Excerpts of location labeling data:
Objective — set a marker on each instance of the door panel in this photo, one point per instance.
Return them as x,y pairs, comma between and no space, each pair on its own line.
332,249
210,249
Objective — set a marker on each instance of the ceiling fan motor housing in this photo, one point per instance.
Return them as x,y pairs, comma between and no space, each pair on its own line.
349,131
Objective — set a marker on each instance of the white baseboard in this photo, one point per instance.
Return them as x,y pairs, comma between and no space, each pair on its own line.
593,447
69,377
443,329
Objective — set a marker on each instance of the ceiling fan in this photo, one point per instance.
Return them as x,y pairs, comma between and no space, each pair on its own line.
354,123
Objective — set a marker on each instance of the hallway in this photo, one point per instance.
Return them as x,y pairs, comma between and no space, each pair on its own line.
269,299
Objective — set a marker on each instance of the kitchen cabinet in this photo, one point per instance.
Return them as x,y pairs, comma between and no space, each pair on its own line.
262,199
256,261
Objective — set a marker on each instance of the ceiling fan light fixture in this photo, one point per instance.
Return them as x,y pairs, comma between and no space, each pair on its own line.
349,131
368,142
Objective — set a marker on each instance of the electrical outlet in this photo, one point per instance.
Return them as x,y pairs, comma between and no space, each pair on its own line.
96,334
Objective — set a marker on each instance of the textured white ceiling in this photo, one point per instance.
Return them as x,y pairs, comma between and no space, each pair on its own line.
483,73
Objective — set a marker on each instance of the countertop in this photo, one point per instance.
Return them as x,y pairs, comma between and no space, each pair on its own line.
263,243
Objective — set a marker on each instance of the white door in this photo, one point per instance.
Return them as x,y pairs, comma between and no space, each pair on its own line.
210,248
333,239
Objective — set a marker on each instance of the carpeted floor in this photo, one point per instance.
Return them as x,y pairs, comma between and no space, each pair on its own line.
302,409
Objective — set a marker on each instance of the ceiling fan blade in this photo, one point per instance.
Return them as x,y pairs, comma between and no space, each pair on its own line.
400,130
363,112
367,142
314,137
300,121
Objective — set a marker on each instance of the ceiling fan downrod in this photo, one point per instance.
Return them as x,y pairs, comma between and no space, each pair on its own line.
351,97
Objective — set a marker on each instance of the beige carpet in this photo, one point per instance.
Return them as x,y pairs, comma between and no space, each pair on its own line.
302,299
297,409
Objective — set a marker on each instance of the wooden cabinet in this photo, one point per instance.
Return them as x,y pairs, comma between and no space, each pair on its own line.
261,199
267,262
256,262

*Objective*
Begin at the line that has "blade in this photo, one point per instance." and go through the end of the entries. Write those lines out again, replacing "beige" with "tan" and leaving everything else unchanged.

*The response*
Objective — set a marker on each instance of the ceiling fan blade in this photo, one point per instance.
Return them as x,y pairs, comma between and no space, each pair on its own line.
400,130
363,112
367,142
314,137
300,121
Objective — set a marker on each instance of the ceiling fan downrod in this photo, one point per instance.
Return them as x,y pairs, comma between and no space, each pair on its own line.
351,97
Objective — set a marker on each instance of the tan carpet in this photo, one point per instance.
Return them as x,y pairs, comma between and no space, each pair on its own line.
302,299
297,409
Objective — set a marker on each instance of the wooden cabinet in this photo, one point per instance.
Return them as x,y pairs, comma between and no space, each pair on its own line.
261,199
267,262
256,262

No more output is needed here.